## Task requirements:
a) Answer these questions about the Kubernetes scheduling post, one per line, labeled (i), (ii), (iii):
(i) What kind of volume should a newly deployed Pod mount?
(ii) How many replicas did each Deployment have in the writer's naive solution?
(iii) How many Deployments does the naive solution need for five instances of the application?
b) Can you transcribe the Kubernetes scheduling post between "I'm trying to" and "have manually provisioned.", inclusive?
c) Does the Kubernetes scheduling post support each statement below, labeled (i), (ii), (iii)? Answer yes or no for each, and quote the words from the post that decide it.
(i) When scaling down, the writer is fine with removing a random Pod.
(ii) The naive solution created one PersistentVolumeClaim for each new instance.
(iii) The writer considers the naive solution very scalable.

··· Document passage ···

Kubernetes: customizing Pod scheduling and Volume scheduling

11/11/2018

I'm trying to use Kubernetes to manage a scenario where I need to run several instances of an application (that is, several Pods). These are my requirements:

  1. When I need to scale up my application, I want to deploy one single Pod on a specific Node (not a random one).
  2. When I need to scale down my application, I want to remove a specific Pod from a specific Node (not a random one).
  3. When a new Pod is deployed, I want it to mount a specific PersistentVolume (not a random one) that I have manually provisioned.
  4. After a Pod has been deleted, I want its PersistentVolume to be re-usable by a different Pod.

So far, I used this naive solution to do all of the above: every time I needed to create a new instance of my application, I created one new Deployment (with exactly one replica) and one PersistentVolumeClaim. So for example, if I need five instances of my application, then I need five Deployments. Though, this solution is not very scalable and it doesn't exploit the full potential of Kubernetes.

··· Given data ···

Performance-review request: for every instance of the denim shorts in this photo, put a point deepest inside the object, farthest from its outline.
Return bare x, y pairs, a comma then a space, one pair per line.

···

## Solutions in order:
a)
(i) A specific PersistentVolume that the writer has manually provisioned.
(ii) Exactly one.
(iii) Five.

b)
I'm trying to use Kubernetes to manage a scenario where I need to run several instances of an application (that is, several Pods). These are my requirements:

  1. When I need to scale up my application, I want to deploy one single Pod on a specific Node (not a random one).
  2. When I need to scale down my application, I want to remove a specific Pod from a specific Node (not a random one).
  3. When a new Pod is deployed, I want it to mount a specific PersistentVolume (not a random one) that I have manually provisioned.

c)
(i) No: "I want to remove a specific Pod from a specific Node (not a random one)."
(ii) Yes: "I created one new Deployment (with exactly one replica) and one PersistentVolumeClaim."
(iii) No: "this solution is not very scalable"